Task to carry out:
Quote each line exactly, from the line that contains "line as [353,22]." down to the last line of the listing, and no other lines.

(Excerpt from a dataset)
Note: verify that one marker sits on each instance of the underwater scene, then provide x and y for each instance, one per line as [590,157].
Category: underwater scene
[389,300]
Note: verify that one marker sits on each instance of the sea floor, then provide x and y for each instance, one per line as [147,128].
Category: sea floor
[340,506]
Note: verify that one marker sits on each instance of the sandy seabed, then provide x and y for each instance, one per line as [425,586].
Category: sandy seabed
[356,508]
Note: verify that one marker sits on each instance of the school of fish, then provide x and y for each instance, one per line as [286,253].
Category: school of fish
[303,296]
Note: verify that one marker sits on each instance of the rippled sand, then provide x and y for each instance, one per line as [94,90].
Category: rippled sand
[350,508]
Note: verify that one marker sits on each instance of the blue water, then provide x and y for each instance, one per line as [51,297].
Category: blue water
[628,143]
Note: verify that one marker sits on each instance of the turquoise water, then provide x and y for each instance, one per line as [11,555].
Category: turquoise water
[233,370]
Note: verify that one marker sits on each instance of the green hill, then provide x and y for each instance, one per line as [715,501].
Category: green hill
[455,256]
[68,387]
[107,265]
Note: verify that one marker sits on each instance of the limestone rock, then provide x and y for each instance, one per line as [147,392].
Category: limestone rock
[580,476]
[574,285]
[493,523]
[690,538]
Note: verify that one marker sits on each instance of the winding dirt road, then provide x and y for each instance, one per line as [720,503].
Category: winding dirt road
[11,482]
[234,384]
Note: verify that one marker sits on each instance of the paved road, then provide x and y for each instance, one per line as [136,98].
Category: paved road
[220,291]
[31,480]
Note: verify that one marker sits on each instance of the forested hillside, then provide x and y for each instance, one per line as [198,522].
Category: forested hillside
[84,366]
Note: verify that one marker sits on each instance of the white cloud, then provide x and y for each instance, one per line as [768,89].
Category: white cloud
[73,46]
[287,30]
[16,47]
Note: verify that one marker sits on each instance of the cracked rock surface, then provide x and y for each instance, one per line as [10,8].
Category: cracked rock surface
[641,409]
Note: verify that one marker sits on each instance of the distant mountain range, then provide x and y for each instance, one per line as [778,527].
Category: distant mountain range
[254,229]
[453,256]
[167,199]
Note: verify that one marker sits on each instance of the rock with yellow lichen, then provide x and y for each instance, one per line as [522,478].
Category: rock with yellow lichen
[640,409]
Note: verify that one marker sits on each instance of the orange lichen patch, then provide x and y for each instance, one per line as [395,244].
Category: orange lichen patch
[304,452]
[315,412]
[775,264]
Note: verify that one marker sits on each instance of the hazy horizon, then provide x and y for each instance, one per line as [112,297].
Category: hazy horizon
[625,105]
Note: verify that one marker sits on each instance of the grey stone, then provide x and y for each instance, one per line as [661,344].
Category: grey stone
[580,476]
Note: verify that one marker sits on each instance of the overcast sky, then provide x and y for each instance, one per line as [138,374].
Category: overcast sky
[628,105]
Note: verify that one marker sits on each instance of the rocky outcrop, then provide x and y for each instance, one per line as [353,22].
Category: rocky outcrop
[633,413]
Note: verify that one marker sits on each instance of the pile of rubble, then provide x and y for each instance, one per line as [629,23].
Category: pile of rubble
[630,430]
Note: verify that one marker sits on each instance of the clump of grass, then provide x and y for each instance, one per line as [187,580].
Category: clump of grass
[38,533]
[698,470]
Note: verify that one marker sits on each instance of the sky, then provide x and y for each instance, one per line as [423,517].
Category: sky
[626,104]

Answer for the task:
Note: verify that one marker sits on each instance of the rocky outcrop, then provide x and y for each instance, one per line as [353,22].
Category: rocky outcrop
[633,413]
Note: verify that one marker sits on each instance of the pile of rubble, then provide x and y for each instance, one per line as [629,23].
Category: pile of rubble
[630,430]
Note: verify that one marker sits on each instance of the clump of grass, then provide x and y for each instance, one per line as [187,580].
Category: clump of grass
[38,533]
[698,470]
Note: verify that one marker sits on each instance of the sky, then provide x and y for each instance, one per line as [423,517].
Category: sky
[626,104]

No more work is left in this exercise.